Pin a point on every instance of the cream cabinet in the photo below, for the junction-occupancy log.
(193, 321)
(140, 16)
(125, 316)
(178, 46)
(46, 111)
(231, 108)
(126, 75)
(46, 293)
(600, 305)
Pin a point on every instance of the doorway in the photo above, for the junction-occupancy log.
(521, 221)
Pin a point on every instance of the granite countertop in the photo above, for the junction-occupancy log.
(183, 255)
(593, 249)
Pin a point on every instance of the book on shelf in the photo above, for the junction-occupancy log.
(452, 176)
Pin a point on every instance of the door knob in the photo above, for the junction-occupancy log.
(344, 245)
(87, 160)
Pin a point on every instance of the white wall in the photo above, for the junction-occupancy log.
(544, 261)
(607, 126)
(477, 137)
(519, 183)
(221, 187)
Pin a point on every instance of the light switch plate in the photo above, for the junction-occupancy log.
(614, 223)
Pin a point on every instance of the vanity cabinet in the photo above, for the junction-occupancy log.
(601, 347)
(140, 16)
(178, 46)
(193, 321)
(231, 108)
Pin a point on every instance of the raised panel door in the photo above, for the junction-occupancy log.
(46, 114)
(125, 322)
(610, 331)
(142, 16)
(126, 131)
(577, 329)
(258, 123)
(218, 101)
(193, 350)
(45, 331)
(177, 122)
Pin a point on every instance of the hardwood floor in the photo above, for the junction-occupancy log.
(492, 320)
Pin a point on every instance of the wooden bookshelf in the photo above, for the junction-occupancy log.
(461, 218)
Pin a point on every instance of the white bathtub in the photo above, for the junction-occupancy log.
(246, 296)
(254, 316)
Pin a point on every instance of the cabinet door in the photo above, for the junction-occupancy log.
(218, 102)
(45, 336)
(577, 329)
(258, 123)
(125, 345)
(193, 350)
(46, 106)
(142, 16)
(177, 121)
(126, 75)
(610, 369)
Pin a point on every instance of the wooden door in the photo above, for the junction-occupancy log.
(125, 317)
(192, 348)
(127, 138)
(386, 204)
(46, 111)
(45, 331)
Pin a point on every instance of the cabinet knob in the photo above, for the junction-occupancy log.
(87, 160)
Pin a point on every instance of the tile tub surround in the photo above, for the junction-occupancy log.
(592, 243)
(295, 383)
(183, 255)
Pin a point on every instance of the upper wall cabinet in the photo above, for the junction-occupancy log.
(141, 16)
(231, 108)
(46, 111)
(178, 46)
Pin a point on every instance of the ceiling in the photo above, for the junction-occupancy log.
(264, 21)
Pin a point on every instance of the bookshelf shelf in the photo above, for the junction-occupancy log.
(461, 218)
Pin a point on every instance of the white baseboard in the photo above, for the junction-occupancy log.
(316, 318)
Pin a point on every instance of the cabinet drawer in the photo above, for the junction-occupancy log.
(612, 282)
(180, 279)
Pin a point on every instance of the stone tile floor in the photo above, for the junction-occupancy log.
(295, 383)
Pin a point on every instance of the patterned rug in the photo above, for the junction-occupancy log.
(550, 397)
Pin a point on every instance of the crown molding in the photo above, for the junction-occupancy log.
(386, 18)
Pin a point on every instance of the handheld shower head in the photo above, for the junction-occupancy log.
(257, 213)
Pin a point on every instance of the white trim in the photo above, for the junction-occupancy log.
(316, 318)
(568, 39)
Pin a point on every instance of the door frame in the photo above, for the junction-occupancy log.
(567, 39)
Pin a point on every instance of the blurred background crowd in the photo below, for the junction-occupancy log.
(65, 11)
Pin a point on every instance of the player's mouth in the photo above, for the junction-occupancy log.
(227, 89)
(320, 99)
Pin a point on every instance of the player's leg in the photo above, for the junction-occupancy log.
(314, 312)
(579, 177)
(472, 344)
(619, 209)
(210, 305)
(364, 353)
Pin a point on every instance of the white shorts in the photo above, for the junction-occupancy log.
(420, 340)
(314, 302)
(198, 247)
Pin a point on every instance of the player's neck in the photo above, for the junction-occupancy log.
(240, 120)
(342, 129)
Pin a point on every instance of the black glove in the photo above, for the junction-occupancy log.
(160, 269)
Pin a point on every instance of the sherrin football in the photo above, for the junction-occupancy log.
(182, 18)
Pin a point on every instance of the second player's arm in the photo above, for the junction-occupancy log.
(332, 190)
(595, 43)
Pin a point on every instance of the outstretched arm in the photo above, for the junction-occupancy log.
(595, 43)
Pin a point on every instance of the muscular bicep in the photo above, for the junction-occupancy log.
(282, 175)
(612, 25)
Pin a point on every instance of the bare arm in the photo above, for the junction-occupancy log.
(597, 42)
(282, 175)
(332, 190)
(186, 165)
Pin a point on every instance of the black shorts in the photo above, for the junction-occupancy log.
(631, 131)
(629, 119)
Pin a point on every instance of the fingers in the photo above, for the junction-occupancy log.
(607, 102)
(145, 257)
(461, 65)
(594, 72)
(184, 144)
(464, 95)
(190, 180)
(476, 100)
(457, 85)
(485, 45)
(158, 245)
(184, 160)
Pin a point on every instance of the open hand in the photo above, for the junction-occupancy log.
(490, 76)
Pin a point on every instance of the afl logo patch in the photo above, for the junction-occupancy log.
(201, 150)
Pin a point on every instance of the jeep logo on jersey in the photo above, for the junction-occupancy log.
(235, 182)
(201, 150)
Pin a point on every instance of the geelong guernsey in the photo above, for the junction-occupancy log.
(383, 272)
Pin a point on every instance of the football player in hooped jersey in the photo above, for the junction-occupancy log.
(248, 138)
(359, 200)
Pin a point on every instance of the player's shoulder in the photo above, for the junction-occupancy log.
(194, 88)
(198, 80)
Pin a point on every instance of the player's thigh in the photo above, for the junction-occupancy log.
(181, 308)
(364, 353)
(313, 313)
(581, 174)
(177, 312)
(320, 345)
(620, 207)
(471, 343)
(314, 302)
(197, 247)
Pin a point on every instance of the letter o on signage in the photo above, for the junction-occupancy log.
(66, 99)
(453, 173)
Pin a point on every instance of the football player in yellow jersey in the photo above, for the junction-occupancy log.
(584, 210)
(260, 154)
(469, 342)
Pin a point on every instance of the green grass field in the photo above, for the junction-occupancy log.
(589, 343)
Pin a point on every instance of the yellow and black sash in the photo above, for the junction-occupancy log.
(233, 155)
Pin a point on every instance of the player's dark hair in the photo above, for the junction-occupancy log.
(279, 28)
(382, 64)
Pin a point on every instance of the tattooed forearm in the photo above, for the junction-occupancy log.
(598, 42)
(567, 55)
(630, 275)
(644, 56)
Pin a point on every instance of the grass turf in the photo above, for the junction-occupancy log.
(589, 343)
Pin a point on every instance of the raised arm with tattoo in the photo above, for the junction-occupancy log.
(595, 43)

▸ **What the task requires**
Beginning at the line containing "Pin a point on every instance of the player's thigh", repeat each line exactly through the last line of the entries, and include no other lines.

▸ **Solution to this exercise**
Pin a point on every instance of the player's thigh in the photo above, for the junction-occupancy log.
(181, 308)
(364, 353)
(313, 313)
(581, 174)
(177, 312)
(320, 345)
(620, 207)
(471, 343)
(314, 302)
(197, 247)
Pin a point on every instance of the letter o on signage in the photo above, for the junction-occupancy log.
(66, 99)
(453, 173)
Pin a point on every instance of the football player in yellow jersey in the photo above, for the junction-occupancy log.
(584, 210)
(260, 154)
(469, 342)
Pin a point on every instance of the green grass field in the photo above, for the junction-occupancy log.
(589, 343)
Pin a point on every instance of the yellow and black sash in the photo above, for the junction-occupancy log.
(233, 155)
Pin a point on every instance of the player's dark hair in the photo above, for the junction-occupancy log.
(279, 28)
(382, 64)
Pin a point on every instance of the tattooed forearm in the photo above, for the junction-occupancy log.
(598, 42)
(567, 55)
(630, 275)
(644, 56)
Pin a point on every instance of the grass turf in the photo above, for the junction-occupancy log.
(589, 343)
Pin a point on every instance of the raised arm with tattoo in the photo above, for the junction-occupancy log.
(595, 43)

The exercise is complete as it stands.